* WHAT YOU NEED TO DO *
(a) In the account of the eBay seller's shill bidding, what did one of the bidding IDs contain that exposed the seller?
(b) Continue the account of the eBay seller's shill bidding, starting after its final sentence.

* begin QUOTED PASSAGE *

Well.... because he was so amusingly confused over what he wrote versus what he now demands... I went back to examine the listing carefully for annomalies and coontradictions.
It was at this point I discovered ...he had been using FAKE duplicate ebay identities to bid on his own auction to push my bids higher! This is strictly forbidden by Ebay and referred to as SHILL BIDDING (look it up on Ebay). You see... one of the bidding IDs actually used his real surname and first initial with a number behind it!!!! On closer examination of ALL his sales I noticed that he actually had TWO IDs where he had been pushing up the bidding on EVERY SALE with multiple bids with 2 obvious fake IDs and possibly a 3rd suspicious ID. On a couple of listings he ended up winning his onw auction and leaving feedback to himself! Dumb.
I turned him into Ebay security. Then I posted negative feedback asserting he used fake IDs to manipulate bids AND had refused to honor a refund offer in the listing. He immediately changed the fake ID with his name in it - but I guess he did not realize that this would appear in the permanent ID public record for all to see! His guilt was obvious! He then emailed me to say I should keep the cap and please leave him alone now. So I sent duplicate emails to all the buyers who were defrauded to advise them of being cheated. About a third of them emailed back asking what to do or other queries. At this point the seller responded to my negative feedback entry denying some of the allegations I posted. The fellow did not realize that once he posts a feedback reply that entitles me to post an additional responce to his response. SO I added more details of his dishonesty. Also - I just noticed that EBAY just suspended one of his fake IDs.
I noticed he had 3 sales listings that prior to my ebay security complaint were already using his fake IDs to push the bidding up - and they abruptly disappeared after I filed the complaint. They do not even show in his history under advanjced search. I've seen this happen with some stolen account litings before. But not always. If I were a bidder on the listing then a page would come up from my point - but if searching externally it does not come up. Apparently Ebay canceled them and must have issued a formal warning... but no suspension (it takes 3 complaints to apply a extended or semi-permanent suspension). I did receive an email from ebay thanking me for flagging the shill bidder - and for privacy reasons they could not directly reveal te findings or actions they took. But - of course I can see one of his accounts was suspended and his listings were taken down abruptly.
His newest listings are now boasting admonishments for NO PAYPAL and only CASH or MONEY ORDERS only... plus they had a number of ZERO FEEDBACK bidders. More so then I think are typical for any auction. I suspect the seller is up to his old tricks with new identities. He does not realize that it takes no effort for ebay to check URLs to see if the users of these IDs are at the same terminal or possibly using the same credit card or bank info. OF course, ebay will not check anyone unless someone turns them in with good suspician or evidence. SO I am watching... with amusement. Good thing I am sort of semi-retired with a little time to watch this - and cross search if the same items he typically sell appear under another identity. He is a repeat seller of certain items.

* end QUOTED PASSAGE *
* begin INFORMATION SUPPLIED *

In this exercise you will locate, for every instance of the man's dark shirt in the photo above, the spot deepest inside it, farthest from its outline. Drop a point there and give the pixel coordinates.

* end INFORMATION SUPPLIED *

* RESULTS OF THE TASKS *
(a) His real surname and first initial, followed by a number.

(b)
I don't think ebay does enough in the way of managing a fraud free transaction. I think they could do more - a lot more - but since it is not a total epidemic they are leaving things as is. Letting a few people get ripped off is OK so long as the total volume of sales remains high and no one hears about who and how many get ripped off. I suspect that many uninformed people are being made victims - and those who are agile and knowledgible are in the minority. HECK, even being informed like myself I had ONE transaction TKO'd... that was sort of annoying.
At any rate, I would have to say that I have become a bit disillusioned with buying above a certain dollar level through ebay. I have always been
able to buy full price at retail - but thought it would be prudent to try and get the lowest price where reasonable. And Ebay seems less reasonable to me after these recent experiences. It is just not worth it anymore to buy used or near new on ebay to only save 20-40%. I bought my 70-300 IS new from B&H and figure it cost me 20% more - but it is brand new and fully GUARANTEED! The zoom I was shopping for will now be bought new - probably from B&H when I get around to it.
I have sold a G-1, an SD10 (new in sealed box~ a business gift), a digital rebel, a Canon 28-200 and a Tamron 18-200. Every buyer I sold to was happy as a puppy with a milk bone. In turn I have bought a Canon G-1, Canon 10D, Tamron 18-200, Canon 28-200, Canon 20-35 and several filters and memory cards without incident. The bad purchases were only a battery operated breast pump, a purse saturated with smoke (undisclosed but returned OK), a pair of ladies shoes that were never shipped and the last two attempts at Canon Zooms. On my sales I had 2 psychotic buyers who were simply rude and strange. SO - I must have had more than the 7 bad episodes I can recall - so lets' say I had 14 out of maybe 800 transactions - and I guess that's not so bad (less than 2%). I would rather have had NO bad transactions though.
I presume this discussion might help some - or at least amuse a few. In time I might return to buy a few things of significance. Just 2 weeks ago I bought a pair of $120 "Master Replica" LOTR collectible swords for $11 each and yesterday a new $250 chronograph alarm watch for $22. Shipping added about $8 to each. I already received the swords and they're new, amazing and beautiful - and the watch shipped today (email confirmed shipping one day after the sale)! That is the way it should be.
Cheers!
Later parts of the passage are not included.